INSTRUCTIONS TO FOLLOW:
Update the data from the line holding "edge in the photo above." through the line holding "(642, 1158)", inclusive, by replacing "stone step edge" with "granite step edge" and leaving everything else unchanged. Return only those lines.
┌────────
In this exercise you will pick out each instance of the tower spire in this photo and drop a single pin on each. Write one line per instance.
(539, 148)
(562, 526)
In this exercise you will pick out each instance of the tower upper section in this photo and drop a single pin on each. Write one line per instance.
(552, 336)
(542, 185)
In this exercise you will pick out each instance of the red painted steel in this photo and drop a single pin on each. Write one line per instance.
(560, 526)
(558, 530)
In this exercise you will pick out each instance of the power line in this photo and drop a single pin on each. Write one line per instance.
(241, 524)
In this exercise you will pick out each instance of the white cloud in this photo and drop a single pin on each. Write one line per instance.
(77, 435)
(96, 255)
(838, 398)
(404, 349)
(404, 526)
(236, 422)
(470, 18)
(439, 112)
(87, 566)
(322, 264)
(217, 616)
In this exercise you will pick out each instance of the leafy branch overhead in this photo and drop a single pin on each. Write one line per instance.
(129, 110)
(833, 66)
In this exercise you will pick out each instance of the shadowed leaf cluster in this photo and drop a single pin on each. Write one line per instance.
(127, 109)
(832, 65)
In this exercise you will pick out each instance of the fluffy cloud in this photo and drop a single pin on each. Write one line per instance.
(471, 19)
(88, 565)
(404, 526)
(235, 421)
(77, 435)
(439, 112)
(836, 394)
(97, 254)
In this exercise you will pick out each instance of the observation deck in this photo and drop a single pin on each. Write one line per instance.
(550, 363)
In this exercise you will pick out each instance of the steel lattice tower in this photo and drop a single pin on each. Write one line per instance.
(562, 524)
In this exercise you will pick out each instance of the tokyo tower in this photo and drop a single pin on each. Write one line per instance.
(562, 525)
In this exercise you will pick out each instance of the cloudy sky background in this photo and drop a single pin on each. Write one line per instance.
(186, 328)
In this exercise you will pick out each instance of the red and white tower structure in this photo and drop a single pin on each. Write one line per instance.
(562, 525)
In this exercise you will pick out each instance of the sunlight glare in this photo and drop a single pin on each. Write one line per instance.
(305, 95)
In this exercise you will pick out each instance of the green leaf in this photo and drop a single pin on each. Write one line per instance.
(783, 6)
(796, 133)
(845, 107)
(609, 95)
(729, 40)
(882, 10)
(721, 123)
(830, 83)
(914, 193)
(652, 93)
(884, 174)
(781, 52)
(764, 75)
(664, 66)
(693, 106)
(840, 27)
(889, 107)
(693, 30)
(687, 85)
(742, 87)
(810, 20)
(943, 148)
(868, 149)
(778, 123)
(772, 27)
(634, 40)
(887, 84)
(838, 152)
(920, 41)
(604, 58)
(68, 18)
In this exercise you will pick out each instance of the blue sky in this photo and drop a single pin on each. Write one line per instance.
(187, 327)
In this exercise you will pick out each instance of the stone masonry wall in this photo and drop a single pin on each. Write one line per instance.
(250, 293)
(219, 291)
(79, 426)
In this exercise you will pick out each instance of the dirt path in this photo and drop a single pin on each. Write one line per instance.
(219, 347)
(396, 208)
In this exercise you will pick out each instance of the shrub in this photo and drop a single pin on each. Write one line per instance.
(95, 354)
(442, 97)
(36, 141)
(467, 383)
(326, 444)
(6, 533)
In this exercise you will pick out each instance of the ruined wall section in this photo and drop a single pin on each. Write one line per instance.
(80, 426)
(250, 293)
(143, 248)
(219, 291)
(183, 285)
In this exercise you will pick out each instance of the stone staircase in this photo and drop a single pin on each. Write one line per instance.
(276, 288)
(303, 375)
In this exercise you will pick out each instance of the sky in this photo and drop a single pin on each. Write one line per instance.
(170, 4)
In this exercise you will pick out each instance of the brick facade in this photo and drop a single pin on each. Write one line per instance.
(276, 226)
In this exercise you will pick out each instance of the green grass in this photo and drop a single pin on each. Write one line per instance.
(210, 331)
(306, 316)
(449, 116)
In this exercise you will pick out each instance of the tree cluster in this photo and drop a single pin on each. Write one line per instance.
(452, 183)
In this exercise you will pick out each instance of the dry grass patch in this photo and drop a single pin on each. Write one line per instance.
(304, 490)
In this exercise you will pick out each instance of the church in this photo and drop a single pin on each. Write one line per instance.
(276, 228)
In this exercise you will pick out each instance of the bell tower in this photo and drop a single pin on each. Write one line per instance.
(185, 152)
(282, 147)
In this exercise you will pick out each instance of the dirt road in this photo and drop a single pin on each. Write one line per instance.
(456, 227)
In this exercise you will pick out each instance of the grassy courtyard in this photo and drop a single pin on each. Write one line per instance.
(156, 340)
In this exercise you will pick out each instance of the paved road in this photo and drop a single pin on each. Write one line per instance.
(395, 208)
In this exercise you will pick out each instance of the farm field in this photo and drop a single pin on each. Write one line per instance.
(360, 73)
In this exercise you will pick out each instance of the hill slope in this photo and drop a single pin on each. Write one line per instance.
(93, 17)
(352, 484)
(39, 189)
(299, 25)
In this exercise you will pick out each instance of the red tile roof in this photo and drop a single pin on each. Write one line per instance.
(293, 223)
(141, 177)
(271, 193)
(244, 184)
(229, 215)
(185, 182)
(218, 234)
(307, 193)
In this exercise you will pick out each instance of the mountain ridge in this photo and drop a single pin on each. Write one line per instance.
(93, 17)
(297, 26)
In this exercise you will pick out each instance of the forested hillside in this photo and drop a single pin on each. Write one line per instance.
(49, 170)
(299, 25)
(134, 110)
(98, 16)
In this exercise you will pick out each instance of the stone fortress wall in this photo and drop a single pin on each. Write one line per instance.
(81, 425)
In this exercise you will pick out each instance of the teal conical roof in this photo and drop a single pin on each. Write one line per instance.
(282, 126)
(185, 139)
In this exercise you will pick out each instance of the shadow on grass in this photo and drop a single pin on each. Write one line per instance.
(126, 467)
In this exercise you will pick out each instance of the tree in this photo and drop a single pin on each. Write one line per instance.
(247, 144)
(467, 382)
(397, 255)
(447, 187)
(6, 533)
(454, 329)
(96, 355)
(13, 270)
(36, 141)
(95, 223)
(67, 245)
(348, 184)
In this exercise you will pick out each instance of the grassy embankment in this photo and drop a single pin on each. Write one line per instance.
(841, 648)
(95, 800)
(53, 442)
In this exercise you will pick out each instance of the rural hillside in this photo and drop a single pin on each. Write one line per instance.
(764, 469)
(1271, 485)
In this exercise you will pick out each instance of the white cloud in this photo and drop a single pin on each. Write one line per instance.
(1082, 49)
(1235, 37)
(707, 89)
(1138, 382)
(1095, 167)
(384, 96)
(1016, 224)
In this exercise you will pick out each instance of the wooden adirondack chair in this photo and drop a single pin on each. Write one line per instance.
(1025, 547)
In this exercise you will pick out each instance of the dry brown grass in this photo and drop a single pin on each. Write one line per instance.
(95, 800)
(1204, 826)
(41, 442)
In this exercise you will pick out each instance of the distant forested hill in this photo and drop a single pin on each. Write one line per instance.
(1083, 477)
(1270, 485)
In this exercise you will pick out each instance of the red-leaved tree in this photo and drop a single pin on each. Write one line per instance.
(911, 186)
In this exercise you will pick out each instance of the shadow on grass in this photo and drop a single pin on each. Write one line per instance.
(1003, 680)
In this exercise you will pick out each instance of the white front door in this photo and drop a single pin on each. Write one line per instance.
└────────
┌────────
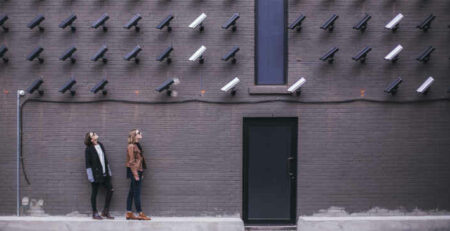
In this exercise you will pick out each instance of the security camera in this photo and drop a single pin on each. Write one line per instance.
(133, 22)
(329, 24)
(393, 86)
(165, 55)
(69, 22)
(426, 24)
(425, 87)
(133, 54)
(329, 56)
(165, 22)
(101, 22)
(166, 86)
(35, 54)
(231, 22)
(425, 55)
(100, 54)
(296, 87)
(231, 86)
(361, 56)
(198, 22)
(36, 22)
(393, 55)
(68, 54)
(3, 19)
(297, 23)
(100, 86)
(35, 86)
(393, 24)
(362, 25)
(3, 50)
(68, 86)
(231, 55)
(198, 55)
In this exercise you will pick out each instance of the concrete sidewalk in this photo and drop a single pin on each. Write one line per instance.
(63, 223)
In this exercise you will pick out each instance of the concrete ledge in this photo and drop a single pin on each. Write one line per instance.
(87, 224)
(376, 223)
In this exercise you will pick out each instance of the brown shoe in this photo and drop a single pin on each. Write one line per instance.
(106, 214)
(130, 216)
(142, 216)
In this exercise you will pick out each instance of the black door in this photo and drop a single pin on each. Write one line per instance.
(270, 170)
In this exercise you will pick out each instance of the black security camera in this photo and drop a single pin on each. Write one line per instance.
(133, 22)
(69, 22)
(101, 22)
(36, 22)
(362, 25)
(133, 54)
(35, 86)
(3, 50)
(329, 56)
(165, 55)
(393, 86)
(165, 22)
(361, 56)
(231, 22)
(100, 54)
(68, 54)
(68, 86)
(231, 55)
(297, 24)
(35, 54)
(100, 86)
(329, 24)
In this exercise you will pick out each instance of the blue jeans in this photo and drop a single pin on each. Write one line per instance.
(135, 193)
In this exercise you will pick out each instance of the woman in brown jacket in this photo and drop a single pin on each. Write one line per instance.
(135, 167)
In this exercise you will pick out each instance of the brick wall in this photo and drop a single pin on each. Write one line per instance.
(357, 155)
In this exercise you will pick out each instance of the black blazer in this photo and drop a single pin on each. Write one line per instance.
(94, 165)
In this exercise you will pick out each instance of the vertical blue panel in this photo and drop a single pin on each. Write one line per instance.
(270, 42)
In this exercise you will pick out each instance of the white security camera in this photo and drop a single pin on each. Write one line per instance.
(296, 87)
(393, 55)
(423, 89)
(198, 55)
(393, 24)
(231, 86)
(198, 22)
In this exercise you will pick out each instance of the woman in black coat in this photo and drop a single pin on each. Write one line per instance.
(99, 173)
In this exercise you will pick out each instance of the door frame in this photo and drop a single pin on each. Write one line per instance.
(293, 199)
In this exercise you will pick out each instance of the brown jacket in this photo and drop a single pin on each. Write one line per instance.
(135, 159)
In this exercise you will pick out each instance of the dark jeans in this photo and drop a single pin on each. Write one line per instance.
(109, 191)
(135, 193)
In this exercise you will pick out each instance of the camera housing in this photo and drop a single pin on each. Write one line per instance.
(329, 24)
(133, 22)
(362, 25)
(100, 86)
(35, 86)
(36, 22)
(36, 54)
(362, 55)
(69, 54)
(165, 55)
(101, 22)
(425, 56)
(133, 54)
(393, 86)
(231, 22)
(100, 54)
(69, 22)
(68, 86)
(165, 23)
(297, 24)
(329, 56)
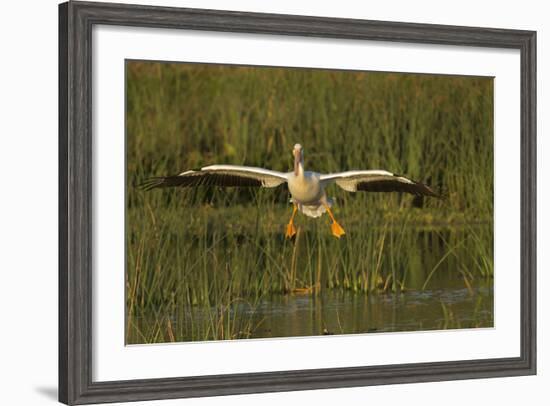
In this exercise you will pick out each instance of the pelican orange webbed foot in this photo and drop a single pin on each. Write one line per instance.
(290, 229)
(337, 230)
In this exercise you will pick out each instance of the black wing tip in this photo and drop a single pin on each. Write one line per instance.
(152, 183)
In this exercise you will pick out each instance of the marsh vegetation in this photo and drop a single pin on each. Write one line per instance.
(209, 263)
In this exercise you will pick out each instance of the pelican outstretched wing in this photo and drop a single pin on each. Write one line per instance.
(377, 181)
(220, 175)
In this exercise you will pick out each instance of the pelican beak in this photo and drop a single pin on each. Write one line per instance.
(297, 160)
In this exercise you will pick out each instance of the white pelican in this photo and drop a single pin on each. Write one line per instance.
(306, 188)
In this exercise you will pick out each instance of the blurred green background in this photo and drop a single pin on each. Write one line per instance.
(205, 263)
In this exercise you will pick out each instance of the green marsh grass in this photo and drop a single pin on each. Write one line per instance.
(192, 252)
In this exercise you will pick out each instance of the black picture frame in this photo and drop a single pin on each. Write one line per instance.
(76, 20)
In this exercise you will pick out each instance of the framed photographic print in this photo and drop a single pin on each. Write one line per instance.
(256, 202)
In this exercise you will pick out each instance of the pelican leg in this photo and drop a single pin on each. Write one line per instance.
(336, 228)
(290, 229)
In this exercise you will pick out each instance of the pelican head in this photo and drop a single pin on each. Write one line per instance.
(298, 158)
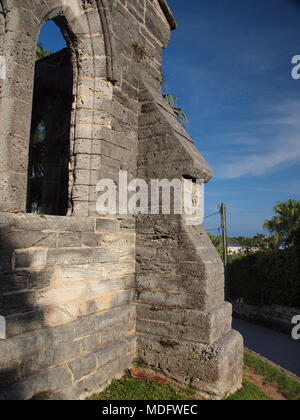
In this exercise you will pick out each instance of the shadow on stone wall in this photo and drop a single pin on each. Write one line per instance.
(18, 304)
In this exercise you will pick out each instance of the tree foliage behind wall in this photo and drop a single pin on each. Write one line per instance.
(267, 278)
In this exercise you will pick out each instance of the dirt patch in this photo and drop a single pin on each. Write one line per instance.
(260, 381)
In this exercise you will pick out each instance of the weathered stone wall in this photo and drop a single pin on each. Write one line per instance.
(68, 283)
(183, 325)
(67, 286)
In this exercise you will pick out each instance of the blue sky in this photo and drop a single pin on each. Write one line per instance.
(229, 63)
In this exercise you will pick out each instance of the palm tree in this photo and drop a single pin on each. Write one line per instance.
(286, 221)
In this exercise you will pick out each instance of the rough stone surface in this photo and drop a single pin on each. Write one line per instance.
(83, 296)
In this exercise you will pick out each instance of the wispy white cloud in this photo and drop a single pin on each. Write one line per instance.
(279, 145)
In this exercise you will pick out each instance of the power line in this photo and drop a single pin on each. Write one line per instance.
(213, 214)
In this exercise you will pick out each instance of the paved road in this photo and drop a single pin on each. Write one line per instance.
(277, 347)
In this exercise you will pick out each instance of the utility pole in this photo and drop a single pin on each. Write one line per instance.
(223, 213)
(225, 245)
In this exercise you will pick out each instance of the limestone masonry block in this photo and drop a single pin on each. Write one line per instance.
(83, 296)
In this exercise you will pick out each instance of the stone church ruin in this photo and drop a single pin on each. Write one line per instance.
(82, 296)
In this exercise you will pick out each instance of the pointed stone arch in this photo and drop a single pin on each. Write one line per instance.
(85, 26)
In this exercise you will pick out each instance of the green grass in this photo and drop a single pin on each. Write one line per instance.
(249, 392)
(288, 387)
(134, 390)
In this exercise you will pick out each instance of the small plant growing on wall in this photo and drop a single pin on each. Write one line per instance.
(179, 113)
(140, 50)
└────────
┌────────
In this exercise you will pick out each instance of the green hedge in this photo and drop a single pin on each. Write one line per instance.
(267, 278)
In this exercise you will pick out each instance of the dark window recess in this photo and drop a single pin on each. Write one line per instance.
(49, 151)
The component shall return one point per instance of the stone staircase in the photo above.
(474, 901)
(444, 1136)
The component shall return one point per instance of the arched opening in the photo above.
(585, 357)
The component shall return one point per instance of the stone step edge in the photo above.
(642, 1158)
└────────
FINISHED ANSWER:
The component shall return one point per instance of the granite step edge in the photo above.
(642, 1158)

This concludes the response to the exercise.